> **EXERCISE INSTRUCTIONS**
Each of the entries should be retyped precisely as it appears.

(Point annotation records)

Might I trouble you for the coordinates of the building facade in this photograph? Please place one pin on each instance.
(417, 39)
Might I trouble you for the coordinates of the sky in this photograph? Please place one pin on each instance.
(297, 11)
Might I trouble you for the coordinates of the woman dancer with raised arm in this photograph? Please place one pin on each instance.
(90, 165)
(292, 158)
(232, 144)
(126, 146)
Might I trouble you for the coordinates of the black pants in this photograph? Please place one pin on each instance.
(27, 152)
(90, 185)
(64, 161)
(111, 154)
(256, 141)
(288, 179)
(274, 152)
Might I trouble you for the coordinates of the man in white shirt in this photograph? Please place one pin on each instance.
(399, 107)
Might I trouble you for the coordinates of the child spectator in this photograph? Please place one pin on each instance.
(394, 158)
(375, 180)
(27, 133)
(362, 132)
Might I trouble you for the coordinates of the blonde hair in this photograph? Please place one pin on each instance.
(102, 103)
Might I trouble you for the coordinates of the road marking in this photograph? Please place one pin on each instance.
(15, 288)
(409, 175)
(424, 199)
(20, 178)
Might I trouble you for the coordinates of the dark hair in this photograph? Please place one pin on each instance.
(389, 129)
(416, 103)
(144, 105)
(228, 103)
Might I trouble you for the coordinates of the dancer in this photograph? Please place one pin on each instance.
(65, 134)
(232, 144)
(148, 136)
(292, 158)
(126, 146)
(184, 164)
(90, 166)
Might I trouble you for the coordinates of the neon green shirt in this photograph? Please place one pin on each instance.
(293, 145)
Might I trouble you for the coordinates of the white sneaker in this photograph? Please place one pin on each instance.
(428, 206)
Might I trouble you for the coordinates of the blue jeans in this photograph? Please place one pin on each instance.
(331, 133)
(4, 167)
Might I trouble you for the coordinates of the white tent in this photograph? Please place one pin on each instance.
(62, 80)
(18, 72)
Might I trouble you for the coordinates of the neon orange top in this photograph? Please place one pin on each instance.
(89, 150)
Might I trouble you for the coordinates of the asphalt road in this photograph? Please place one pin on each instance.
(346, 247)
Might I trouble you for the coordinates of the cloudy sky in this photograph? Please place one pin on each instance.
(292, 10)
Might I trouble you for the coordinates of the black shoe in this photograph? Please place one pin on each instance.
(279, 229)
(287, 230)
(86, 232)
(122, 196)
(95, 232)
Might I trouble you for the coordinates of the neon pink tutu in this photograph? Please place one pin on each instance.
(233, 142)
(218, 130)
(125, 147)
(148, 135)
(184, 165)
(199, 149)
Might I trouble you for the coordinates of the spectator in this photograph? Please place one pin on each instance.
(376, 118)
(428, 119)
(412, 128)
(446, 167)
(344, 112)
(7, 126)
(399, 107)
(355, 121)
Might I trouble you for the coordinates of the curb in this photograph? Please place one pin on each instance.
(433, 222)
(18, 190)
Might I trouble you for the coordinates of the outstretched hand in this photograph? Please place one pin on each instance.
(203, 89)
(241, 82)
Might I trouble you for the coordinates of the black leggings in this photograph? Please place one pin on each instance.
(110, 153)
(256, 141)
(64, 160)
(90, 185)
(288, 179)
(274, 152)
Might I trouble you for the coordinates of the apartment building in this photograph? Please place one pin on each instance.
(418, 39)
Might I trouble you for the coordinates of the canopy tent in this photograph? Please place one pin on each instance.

> **WRITTEN ANSWER**
Might I trouble you for the coordinates of the building facade in this photograph? Please place one pin on each instance.
(417, 39)
Might I trouble you for the coordinates of the sky in this photograph? Please place one pin on each instance.
(297, 11)
Might I trouble you for the coordinates of the woman dancer with raised arm in this photograph? Please place one pin on each instance.
(90, 165)
(292, 158)
(232, 144)
(126, 146)
Might I trouble you for the coordinates of the black pants in this photograph? Please place one pin on each instance.
(27, 152)
(90, 185)
(64, 161)
(111, 154)
(256, 141)
(288, 179)
(274, 152)
Might I trouble you for the coordinates of the man in white shirt in this photograph? Please place one pin on each instance.
(399, 107)
Might I trouble you for the coordinates of the child spectator in this photograph? Please place one pin on each instance.
(394, 158)
(375, 180)
(27, 133)
(362, 132)
Might I trouble you for the coordinates of the blonde hair in this photograph? Please place one pin on each instance.
(102, 103)
Might I trouble you for the coordinates of the road marking in this photograph? Please place one pin on each instance.
(15, 288)
(409, 175)
(424, 199)
(20, 178)
Might I trouble you for the coordinates of the dark hair in this photograph? Please place one pin on each instance.
(389, 129)
(416, 103)
(144, 105)
(228, 103)
Might I trouble you for the coordinates of the dancer in this photograph? Please place one pin on each instance.
(65, 134)
(232, 144)
(148, 136)
(292, 158)
(126, 146)
(184, 164)
(90, 166)
Might I trouble you for the coordinates of the neon green shirt in this photograph? Please place one pin on each instance.
(293, 145)
Might I trouble you for the coordinates of the white sneaker in this photograph? Please place one pin on each instance.
(428, 206)
Might I trouble you for the coordinates of the blue jeans in this photograph? Please place one pin on each instance.
(331, 133)
(4, 167)
Might I trouble you for the coordinates of the white tent in this photograph? Please place one pin on each instance.
(62, 80)
(18, 72)
Might I trouble you for the coordinates of the neon orange top in this photograph? Please place one pin on each instance.
(89, 150)
Might I trouble you for the coordinates of the asphalt road in this photograph? Please place one pin on each instance.
(346, 247)
Might I trouble you for the coordinates of the cloudy sky in this photograph? Please place one pin on each instance.
(292, 10)
Might I trouble you for the coordinates of the black shoe in this photograph? Please place one pin on each instance.
(279, 229)
(287, 230)
(86, 232)
(122, 196)
(95, 232)
Might I trouble you for the coordinates of the neon pink tutu in this photograph? Please place one pin on each instance.
(233, 142)
(218, 130)
(125, 147)
(148, 135)
(184, 165)
(199, 149)
Might I trouble you for the coordinates of the spectator in this photograph? Please place one pin on each instance.
(376, 118)
(428, 119)
(412, 128)
(446, 167)
(344, 112)
(7, 126)
(399, 107)
(355, 121)
Might I trouble you for the coordinates of the curb in this photograph? Please place one pin on each instance.
(433, 222)
(18, 190)
Might I trouble you for the coordinates of the outstretched hand in this photograph? Please place one pin on each instance.
(203, 89)
(241, 82)
Might I trouble you for the coordinates of the black leggings in this photograph? Please place one pin on each instance.
(110, 153)
(256, 141)
(64, 160)
(90, 185)
(288, 179)
(274, 152)
Might I trouble you for the coordinates of the apartment building in this photograph? Please place one pin on each instance.
(418, 39)
Might I trouble you for the coordinates of the canopy tent in this photograph? Please place one pin on each instance.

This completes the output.